▶

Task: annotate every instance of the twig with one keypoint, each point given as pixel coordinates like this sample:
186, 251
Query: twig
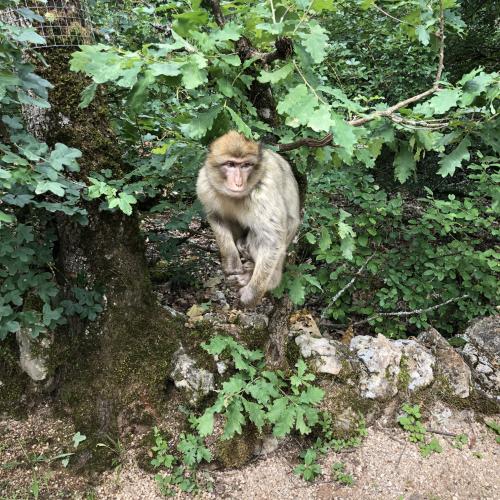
391, 16
217, 12
401, 454
386, 113
411, 313
351, 282
442, 433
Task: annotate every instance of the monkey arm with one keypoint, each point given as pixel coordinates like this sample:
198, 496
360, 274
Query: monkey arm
230, 257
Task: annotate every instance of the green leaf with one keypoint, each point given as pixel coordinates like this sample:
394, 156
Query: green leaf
297, 104
315, 42
54, 187
325, 241
201, 123
444, 100
234, 419
63, 156
205, 423
275, 76
165, 69
256, 414
88, 94
297, 291
404, 163
231, 59
240, 124
230, 31
192, 76
321, 119
78, 438
451, 162
125, 202
343, 134
422, 34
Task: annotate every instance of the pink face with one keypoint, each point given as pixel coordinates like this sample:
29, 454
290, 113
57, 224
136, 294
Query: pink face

◀

▶ _Work to complete_:
Transcribe the listing above verbatim. No picture belongs in the result.

▶ _Worked solution_:
Task: annotate every instance of the twig with one keypoint, each point given as pixel coordinates like this sample:
186, 251
Query: twig
391, 16
217, 12
401, 454
386, 113
411, 313
351, 282
442, 433
Task: annotate every instance of the monkey arm with one keypoint, each point given as pixel coordinates like this sample:
198, 496
360, 274
Query: monkey arm
230, 257
Task: annotate every instance of the green leaf with one keypoint, each point given as pixel coordinates like this sample:
394, 156
Query: green leaf
297, 104
315, 42
54, 187
325, 241
201, 123
444, 100
234, 419
63, 156
205, 423
275, 76
165, 69
256, 414
88, 94
297, 291
404, 163
231, 59
240, 124
230, 31
192, 76
321, 119
78, 438
451, 162
125, 202
343, 134
422, 34
Task: annotate every instance of the pink face with one keypoint, each point given as pixel coordinates like this sample:
29, 454
290, 113
57, 224
136, 294
Query: pink face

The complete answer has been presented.